[Record excerpts]

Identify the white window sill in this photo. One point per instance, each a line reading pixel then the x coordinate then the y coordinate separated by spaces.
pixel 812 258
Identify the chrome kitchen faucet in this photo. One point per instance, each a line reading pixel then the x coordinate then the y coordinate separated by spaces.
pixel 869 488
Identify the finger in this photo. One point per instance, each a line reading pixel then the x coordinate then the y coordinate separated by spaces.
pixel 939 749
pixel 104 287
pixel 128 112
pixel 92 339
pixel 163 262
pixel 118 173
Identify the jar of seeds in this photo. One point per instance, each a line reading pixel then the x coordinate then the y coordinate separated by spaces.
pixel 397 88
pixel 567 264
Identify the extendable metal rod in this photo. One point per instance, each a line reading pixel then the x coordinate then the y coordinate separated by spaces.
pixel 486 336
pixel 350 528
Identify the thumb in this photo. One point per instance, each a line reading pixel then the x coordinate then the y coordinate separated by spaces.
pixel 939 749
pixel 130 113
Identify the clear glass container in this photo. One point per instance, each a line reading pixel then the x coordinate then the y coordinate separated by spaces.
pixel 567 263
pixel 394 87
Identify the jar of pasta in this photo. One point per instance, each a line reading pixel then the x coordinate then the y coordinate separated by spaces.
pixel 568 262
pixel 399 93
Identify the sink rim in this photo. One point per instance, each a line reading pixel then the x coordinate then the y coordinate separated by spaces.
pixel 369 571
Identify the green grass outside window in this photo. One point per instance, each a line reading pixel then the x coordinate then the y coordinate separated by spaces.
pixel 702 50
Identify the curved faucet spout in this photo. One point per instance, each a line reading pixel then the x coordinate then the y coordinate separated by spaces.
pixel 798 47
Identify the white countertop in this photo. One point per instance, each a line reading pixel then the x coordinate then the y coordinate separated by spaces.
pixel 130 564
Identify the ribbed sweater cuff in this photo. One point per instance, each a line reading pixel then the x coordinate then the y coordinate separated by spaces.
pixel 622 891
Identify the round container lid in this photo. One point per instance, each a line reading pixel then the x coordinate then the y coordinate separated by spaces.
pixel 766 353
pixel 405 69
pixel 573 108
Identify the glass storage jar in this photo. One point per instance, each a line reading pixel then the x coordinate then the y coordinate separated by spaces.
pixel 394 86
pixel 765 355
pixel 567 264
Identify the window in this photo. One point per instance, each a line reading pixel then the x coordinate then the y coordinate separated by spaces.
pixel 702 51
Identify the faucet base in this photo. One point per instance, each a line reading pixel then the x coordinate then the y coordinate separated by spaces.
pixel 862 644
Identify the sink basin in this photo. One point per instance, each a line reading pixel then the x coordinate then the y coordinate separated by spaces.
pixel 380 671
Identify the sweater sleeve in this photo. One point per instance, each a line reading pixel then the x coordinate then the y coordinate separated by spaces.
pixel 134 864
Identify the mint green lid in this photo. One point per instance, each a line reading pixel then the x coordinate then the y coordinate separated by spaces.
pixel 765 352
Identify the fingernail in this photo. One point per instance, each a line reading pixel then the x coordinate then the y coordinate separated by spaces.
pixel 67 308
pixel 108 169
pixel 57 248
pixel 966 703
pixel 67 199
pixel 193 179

[/Record excerpts]

Problem:
Please extract exactly, and only, the lines from the line containing "Identify the mint" through the last line of the records.

Finished task:
Identify the mint green lid in this photo. One point per instance, each a line reading pixel then the x coordinate then the y coordinate separated by spaces.
pixel 765 352
Identify the fingernail in this photo. One point per instance, each a line reading pixel then the x coordinate then the y coordinate separated by spaces.
pixel 67 308
pixel 108 169
pixel 57 248
pixel 966 703
pixel 67 199
pixel 193 179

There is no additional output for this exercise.